0

I have a dataset that is too large to load all of it into memory. So instead, my thought is to load half the dataset, train on 2 epochs, then delete that data and load the other half, train, and repeat. However, even though I delete the data after each 2 epochs, it still crashes due to it being out of RAM.

I have tried training on each half of the dataset individually and it works. But when I try to create a loop that trains on half, deletes that half, then trains on the other half, it crashes. Keep in mind, it's not the GPU RAM, it's the system RAM I'm running out of.

here is the loop:

for i in range(20):
  if i % 2 == 0:
    X_train = np.load('/content/drive/My Drive/Kaggle ISLR/X_train_batch1.npy')
    y_train = np.load('/content/drive/My Drive/Kaggle ISLR/y_train_batch1.npy')
    X_train, X_val, y_train, y_val = train_test_split(X_train, y_train, test_size=0.2, random_state=42)
    train_gen = MyDataGenerator(X_train, y_train, batch_size, first_dim)
    val_gen = MyDataGenerator(X_val, y_val, batch_size, first_dim)
    del X_train
    del y_train
    model.fit(
    train_gen,
    validation_data=val_gen,
    epochs=2,
    callbacks=[checkpoint_callback]
    )
    del train_gen
    del val_gen
    
  else:
    X_train = np.load('/content/drive/My Drive/Kaggle ISLR/X_train_batch2.npy')
    y_train = np.load('/content/drive/My Drive/Kaggle ISLR/y_train_batch2.npy')

> _Material_:
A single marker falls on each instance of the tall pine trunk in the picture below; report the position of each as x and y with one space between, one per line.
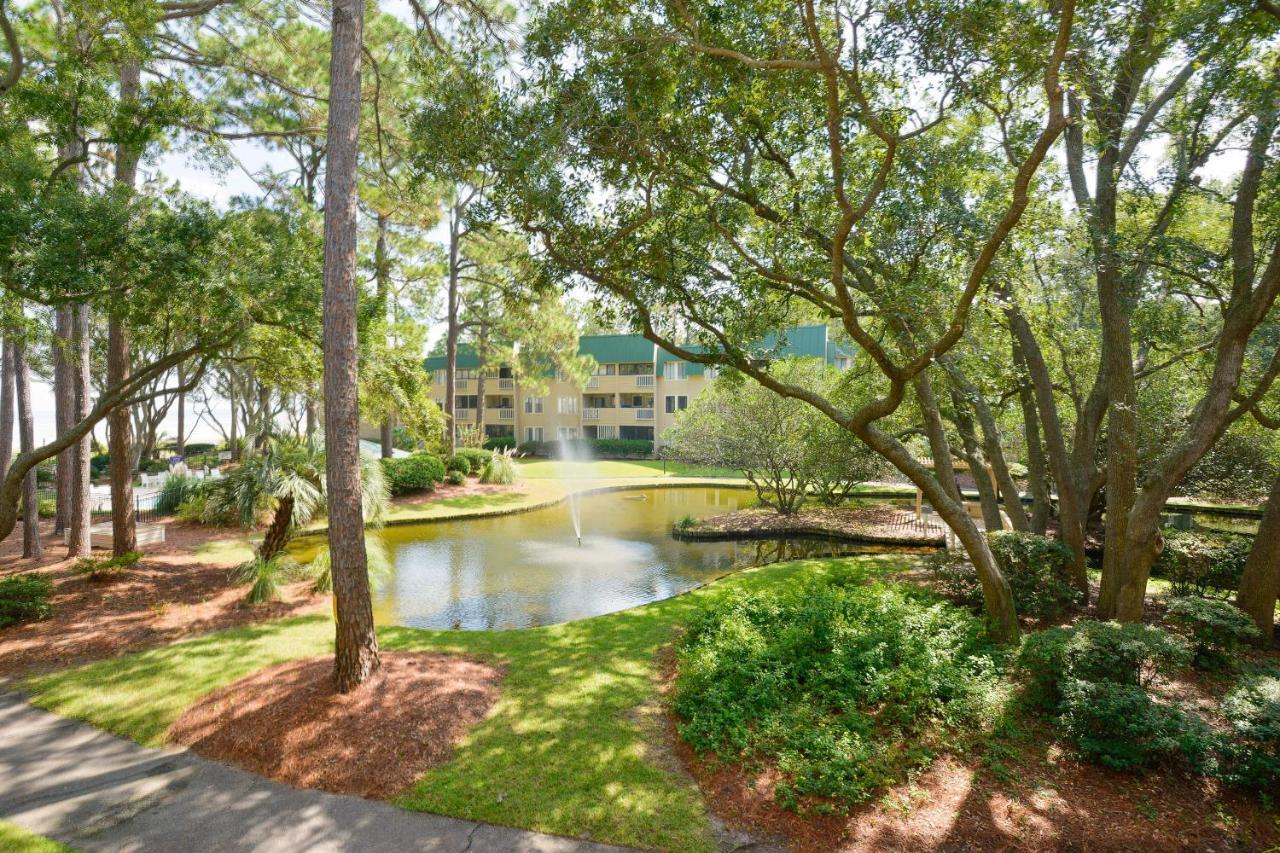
7 375
78 523
1261 580
64 405
31 544
356 643
119 423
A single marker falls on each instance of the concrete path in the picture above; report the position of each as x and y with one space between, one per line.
95 792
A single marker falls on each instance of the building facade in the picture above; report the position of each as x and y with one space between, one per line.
636 389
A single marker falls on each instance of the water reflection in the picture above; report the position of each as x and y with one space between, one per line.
524 570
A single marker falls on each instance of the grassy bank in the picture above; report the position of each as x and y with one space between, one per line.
567 748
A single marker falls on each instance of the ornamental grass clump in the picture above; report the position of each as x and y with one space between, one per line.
841 687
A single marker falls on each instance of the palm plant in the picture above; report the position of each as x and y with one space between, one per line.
284 482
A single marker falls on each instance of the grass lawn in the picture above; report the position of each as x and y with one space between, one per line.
568 744
14 839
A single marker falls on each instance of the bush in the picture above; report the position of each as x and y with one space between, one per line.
1252 758
499 470
839 684
475 457
177 491
24 598
1202 564
412 473
1036 568
1098 652
106 568
1217 629
1120 726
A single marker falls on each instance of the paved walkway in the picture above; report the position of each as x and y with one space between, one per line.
95 792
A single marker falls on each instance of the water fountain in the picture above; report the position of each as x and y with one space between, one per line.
568 456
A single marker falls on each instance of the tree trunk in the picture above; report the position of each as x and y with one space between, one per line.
78 543
451 337
31 544
356 646
7 382
1260 584
119 423
278 533
64 404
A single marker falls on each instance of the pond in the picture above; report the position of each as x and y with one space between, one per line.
528 569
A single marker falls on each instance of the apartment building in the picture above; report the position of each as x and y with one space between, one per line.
636 389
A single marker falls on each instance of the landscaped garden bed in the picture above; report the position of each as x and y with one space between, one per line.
881 524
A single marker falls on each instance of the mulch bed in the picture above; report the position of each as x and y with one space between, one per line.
173 593
288 724
874 524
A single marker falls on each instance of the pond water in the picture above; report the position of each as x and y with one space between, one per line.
528 569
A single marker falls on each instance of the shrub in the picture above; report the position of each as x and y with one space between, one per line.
1036 568
412 473
177 491
499 469
1097 652
1202 564
1120 726
475 457
106 568
839 684
24 598
1217 629
1252 758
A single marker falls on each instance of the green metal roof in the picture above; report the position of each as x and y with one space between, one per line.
801 341
612 349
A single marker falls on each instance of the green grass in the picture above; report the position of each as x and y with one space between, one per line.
565 749
14 839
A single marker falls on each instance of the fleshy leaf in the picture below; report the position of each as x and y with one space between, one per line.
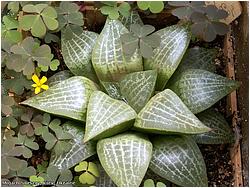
79 150
138 87
165 113
221 132
200 89
108 59
77 53
68 98
166 57
133 18
106 116
58 77
125 158
179 160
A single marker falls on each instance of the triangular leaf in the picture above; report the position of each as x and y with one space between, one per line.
200 89
108 59
179 160
221 132
165 113
166 58
138 87
77 53
125 158
79 150
107 116
68 98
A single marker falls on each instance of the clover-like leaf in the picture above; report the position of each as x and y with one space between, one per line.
200 89
166 57
9 29
78 152
179 160
77 89
124 151
165 113
138 87
43 17
114 10
221 132
153 6
77 51
109 62
106 116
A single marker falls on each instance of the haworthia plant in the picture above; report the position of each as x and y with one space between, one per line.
107 116
68 98
174 42
179 160
200 89
108 59
165 113
138 87
196 58
113 89
133 18
77 53
79 150
58 77
221 132
125 158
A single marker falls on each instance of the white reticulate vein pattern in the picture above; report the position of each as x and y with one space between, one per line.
125 158
138 87
104 114
166 58
179 160
77 53
166 113
108 59
68 98
200 89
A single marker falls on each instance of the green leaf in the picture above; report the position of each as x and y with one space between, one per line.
138 87
58 77
166 58
107 57
200 89
221 132
125 152
106 116
77 53
179 160
87 178
79 150
165 113
68 98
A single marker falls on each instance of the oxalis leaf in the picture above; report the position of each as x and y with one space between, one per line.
109 62
200 89
165 113
138 87
166 57
125 158
77 53
221 132
106 116
68 98
179 160
79 150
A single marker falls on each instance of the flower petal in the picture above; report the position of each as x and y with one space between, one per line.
45 87
35 79
43 80
37 90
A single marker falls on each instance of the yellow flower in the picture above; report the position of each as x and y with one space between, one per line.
39 83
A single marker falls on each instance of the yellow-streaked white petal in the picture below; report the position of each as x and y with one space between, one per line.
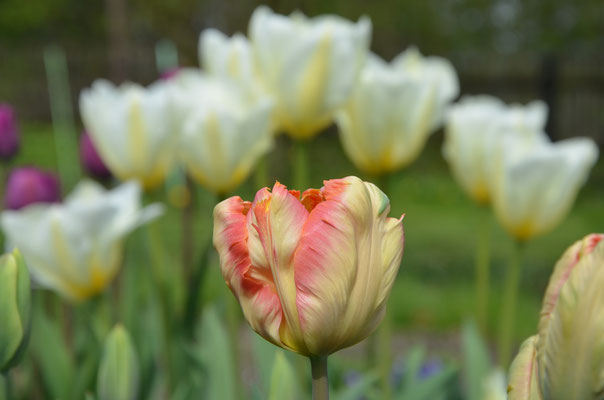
346 262
309 66
535 191
474 134
131 128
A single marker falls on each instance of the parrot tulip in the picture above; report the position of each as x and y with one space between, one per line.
312 273
474 131
393 110
131 128
309 66
565 360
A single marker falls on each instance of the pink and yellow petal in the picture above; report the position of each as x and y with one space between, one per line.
258 298
523 378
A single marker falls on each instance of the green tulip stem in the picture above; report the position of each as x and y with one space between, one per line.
509 305
158 261
300 165
320 380
482 272
261 176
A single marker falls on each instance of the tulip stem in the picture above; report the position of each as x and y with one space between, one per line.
482 271
158 262
261 178
508 308
320 380
300 165
193 311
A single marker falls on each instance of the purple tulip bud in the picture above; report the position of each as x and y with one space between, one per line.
30 185
90 158
9 134
429 369
169 73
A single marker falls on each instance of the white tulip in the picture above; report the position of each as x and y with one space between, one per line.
228 57
475 128
75 248
131 129
393 110
494 386
224 130
309 66
534 189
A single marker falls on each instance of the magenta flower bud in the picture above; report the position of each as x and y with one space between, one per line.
30 185
90 158
9 134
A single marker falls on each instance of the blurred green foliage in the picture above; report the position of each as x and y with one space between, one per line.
434 289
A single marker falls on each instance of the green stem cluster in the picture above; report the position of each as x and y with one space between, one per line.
320 379
509 305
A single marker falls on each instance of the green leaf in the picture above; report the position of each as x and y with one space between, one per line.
53 355
217 358
477 362
358 390
283 379
432 388
264 357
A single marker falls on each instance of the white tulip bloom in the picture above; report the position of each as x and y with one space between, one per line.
475 128
393 110
494 386
533 190
227 57
224 130
75 248
437 75
309 66
131 128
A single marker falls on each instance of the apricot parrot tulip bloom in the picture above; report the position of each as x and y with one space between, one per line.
565 360
75 248
228 57
312 273
534 190
394 109
474 130
308 65
131 128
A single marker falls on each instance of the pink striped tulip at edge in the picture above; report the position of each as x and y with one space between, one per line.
312 273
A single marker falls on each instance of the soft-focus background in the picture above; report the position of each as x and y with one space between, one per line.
516 50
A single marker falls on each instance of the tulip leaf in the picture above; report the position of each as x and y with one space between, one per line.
264 357
477 362
432 388
217 358
358 389
283 379
49 348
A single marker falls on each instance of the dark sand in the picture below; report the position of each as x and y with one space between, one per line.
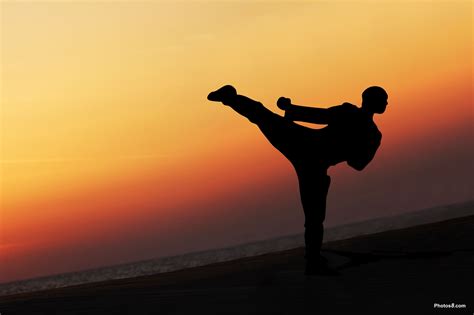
397 272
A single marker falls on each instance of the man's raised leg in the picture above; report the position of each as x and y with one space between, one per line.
282 133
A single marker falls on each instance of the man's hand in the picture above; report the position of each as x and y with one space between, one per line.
283 103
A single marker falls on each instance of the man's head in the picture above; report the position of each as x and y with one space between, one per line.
374 99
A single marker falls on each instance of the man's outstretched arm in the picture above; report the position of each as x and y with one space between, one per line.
313 115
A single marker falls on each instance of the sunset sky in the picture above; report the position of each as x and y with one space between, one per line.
110 152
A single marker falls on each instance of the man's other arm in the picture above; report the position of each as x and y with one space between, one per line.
313 115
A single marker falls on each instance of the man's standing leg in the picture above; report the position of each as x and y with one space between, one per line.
314 187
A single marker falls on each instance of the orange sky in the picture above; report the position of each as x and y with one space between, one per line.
110 149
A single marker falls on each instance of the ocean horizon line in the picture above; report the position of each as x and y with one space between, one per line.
249 249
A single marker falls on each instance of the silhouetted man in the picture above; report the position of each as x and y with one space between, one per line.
350 135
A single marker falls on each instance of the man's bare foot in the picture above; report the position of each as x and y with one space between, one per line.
223 94
283 103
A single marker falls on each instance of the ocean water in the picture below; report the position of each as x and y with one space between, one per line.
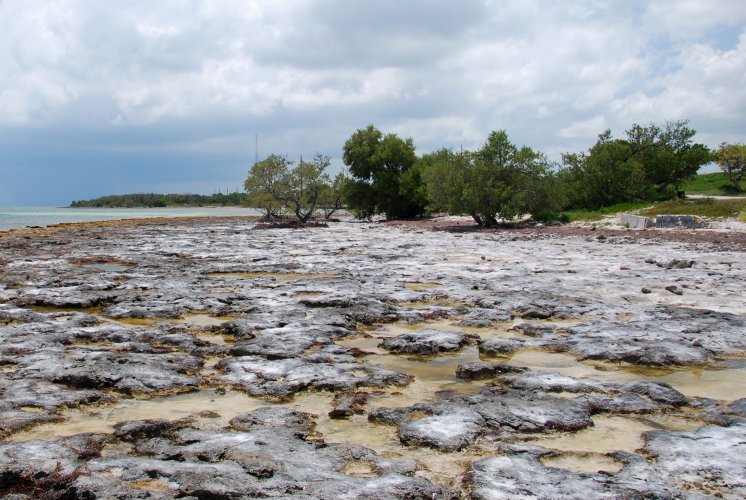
21 217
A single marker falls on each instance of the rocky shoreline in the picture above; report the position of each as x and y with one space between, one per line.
203 358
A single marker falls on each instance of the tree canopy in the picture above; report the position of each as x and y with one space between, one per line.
652 162
275 185
380 182
499 180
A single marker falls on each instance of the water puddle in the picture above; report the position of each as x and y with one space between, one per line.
499 329
609 433
725 384
445 303
422 287
108 266
583 462
204 320
102 419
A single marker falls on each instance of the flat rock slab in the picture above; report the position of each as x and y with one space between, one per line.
635 221
707 463
679 221
282 378
427 342
268 452
457 422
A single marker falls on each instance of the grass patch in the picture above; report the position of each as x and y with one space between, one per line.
716 184
591 215
704 207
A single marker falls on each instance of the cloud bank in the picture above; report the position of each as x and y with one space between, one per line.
115 97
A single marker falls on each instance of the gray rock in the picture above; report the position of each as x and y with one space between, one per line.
427 342
679 222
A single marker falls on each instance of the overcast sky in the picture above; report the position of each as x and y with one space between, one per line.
100 97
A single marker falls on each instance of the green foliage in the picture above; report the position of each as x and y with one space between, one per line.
379 182
331 197
704 207
651 163
499 180
153 200
300 189
265 185
274 185
732 161
600 213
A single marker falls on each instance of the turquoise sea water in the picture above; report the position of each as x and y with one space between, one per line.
20 217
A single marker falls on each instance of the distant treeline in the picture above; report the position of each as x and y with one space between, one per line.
153 200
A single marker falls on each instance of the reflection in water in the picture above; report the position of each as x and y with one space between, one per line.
607 434
434 378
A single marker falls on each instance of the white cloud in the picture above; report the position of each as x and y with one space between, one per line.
305 74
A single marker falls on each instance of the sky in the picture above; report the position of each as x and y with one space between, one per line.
179 96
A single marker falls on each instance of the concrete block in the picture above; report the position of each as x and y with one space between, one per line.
636 221
679 221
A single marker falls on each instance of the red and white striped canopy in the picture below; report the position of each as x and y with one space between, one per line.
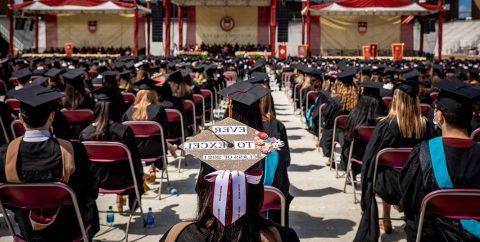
78 6
372 7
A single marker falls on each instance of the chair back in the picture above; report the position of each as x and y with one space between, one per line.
425 108
387 101
393 157
450 203
128 97
364 133
17 128
78 115
476 135
38 196
273 199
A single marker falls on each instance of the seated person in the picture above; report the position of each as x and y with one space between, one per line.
107 127
446 162
42 158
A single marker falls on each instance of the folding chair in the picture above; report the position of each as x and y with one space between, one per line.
17 128
104 152
387 101
147 130
450 203
273 199
37 196
340 122
394 158
173 116
425 108
14 105
363 133
475 135
209 97
189 107
128 98
322 108
199 114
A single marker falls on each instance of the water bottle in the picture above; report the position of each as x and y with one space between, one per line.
150 219
110 216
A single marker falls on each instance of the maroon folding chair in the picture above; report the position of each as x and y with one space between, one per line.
425 108
273 199
209 97
17 128
14 105
189 107
476 135
147 130
362 134
104 152
340 122
387 101
199 114
173 116
37 196
128 98
450 203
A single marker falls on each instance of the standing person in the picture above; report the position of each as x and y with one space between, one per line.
404 126
446 162
107 127
39 157
276 165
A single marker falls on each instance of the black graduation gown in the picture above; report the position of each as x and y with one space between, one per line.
386 135
152 147
417 180
42 162
275 128
332 111
118 175
195 232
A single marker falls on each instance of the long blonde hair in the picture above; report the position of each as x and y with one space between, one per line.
406 110
143 99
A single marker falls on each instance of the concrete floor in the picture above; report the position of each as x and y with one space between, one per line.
320 210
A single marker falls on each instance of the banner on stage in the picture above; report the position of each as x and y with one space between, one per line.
282 51
302 50
397 51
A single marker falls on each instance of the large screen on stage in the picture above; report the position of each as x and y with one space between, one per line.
353 32
219 25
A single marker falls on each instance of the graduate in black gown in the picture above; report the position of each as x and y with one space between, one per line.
40 159
280 163
403 127
250 226
446 162
344 99
107 127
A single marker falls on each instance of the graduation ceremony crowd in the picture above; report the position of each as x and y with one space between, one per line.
53 107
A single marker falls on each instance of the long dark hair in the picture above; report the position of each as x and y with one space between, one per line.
247 228
74 95
105 114
367 111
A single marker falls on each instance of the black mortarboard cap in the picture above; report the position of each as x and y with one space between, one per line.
457 96
53 72
244 92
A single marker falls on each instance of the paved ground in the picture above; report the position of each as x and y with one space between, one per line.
319 212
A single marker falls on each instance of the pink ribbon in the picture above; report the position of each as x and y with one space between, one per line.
236 181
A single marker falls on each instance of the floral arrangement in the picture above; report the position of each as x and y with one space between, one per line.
267 144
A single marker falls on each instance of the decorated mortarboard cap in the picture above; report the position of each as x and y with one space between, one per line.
244 92
53 72
457 95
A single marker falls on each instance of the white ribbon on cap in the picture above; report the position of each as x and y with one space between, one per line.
238 193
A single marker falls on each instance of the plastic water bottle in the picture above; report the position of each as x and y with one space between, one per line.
110 216
150 219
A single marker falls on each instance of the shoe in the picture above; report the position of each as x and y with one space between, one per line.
386 225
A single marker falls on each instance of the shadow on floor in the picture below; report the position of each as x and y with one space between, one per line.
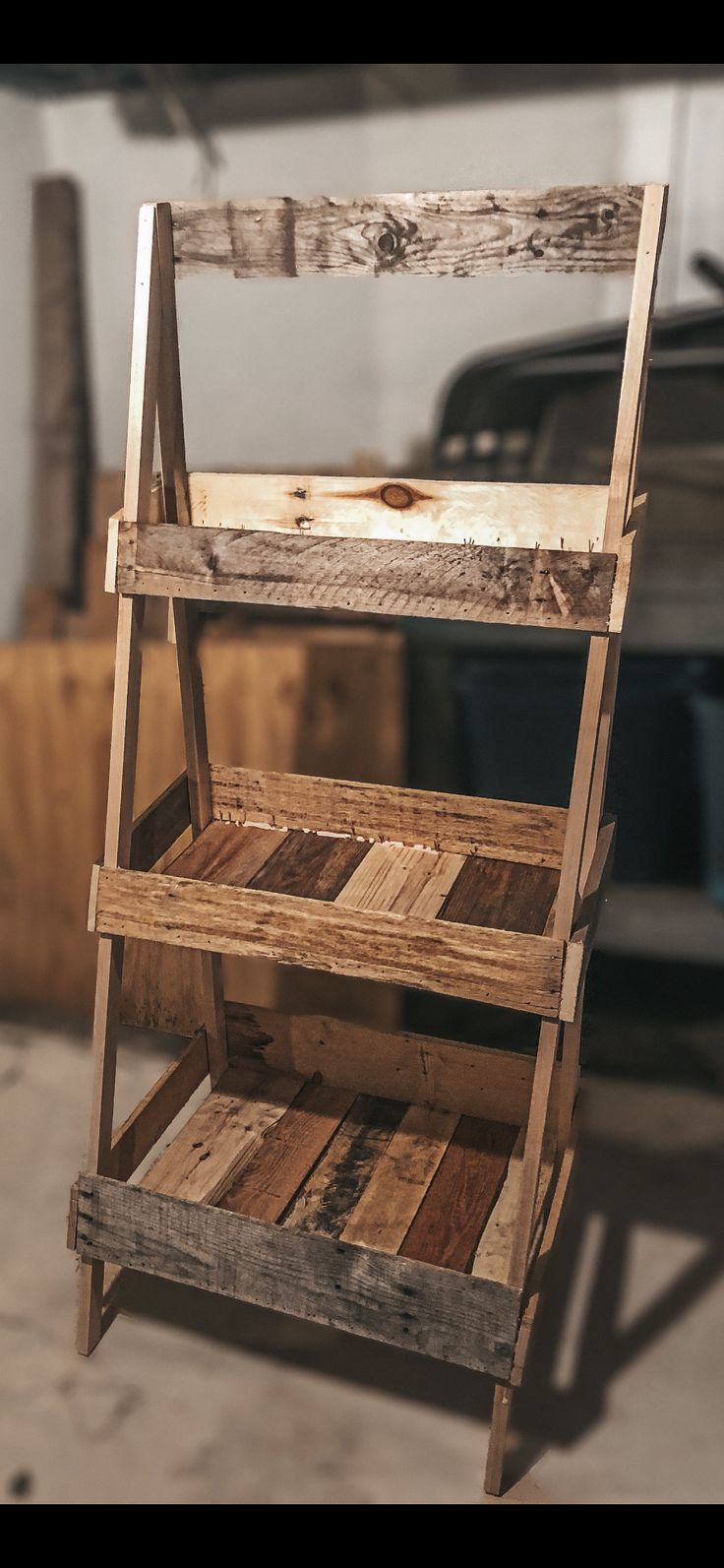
624 1187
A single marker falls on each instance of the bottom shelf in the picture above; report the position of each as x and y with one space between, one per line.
348 1208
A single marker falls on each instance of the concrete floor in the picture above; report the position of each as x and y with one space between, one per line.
195 1399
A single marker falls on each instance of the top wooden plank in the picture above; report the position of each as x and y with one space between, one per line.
459 234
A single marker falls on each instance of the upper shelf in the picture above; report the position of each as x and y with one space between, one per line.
512 554
456 234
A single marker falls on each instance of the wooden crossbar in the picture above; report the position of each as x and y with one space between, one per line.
565 590
444 512
581 227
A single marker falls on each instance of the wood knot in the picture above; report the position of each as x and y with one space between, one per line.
391 235
396 496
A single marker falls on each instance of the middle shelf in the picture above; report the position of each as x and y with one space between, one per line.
464 907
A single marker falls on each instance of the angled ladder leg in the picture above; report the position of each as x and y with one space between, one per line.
497 1440
589 780
124 743
184 618
110 959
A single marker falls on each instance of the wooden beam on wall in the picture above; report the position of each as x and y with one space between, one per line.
61 404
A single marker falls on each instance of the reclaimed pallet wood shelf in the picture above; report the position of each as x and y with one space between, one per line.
392 1184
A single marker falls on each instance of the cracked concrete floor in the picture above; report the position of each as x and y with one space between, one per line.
195 1399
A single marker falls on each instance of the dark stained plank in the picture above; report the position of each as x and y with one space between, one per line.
570 590
331 1192
403 1303
578 227
454 1209
504 896
287 1153
311 864
226 853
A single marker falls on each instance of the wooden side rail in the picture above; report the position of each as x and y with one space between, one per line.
505 968
563 590
160 825
428 512
459 824
433 232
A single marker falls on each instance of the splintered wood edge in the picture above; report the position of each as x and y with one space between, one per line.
111 550
92 894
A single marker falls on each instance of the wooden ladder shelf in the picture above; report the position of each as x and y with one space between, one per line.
396 1186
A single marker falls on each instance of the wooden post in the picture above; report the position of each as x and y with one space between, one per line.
124 743
174 481
591 758
61 420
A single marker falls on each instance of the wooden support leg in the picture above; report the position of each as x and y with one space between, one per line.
538 1117
570 1076
184 618
496 1443
99 1139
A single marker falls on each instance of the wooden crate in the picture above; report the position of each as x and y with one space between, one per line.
298 698
373 1181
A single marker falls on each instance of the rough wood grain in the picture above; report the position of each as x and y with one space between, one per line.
403 1303
452 582
400 1179
218 1139
226 856
459 824
502 896
539 1269
331 1192
400 880
61 419
453 1213
444 512
153 1113
486 967
160 825
433 232
287 1152
420 1070
493 1258
309 864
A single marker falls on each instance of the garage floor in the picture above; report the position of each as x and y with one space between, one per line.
195 1399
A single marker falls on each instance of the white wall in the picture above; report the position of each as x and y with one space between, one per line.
21 157
303 377
293 377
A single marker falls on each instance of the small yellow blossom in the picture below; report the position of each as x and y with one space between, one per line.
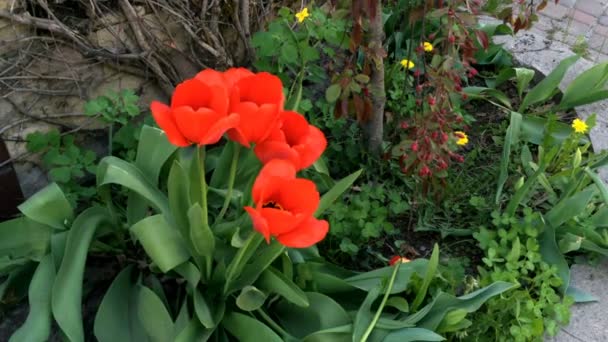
579 126
463 139
303 14
406 63
428 47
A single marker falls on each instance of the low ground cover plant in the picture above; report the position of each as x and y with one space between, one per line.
463 227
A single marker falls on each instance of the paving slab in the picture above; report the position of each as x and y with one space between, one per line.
537 49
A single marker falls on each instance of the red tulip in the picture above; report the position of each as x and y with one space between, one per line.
284 206
258 99
296 141
198 113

> _Problem A_: In the post about running out of memory while training, which kind of RAM runs out: GPU RAM or system RAM?
> _Problem B_: Repeat the memory post word for word, from "X_train, X_val, y_train, y_val" to "y_train, batch_size, first_dim)".
> _Problem C_: How would this sentence from the memory post read in Spanish: "I have tried training on each half of the dataset individually and it works."

> _Written reply A_: System RAM, not GPU RAM.

> _Written reply B_:
X_train, X_val, y_train, y_val = train_test_split(X_train, y_train, test_size=0.2, random_state=42)
    train_gen = MyDataGenerator(X_train, y_train, batch_size, first_dim)

> _Written reply C_: He intentado entrenar con cada mitad del conjunto de datos por separado y funciona.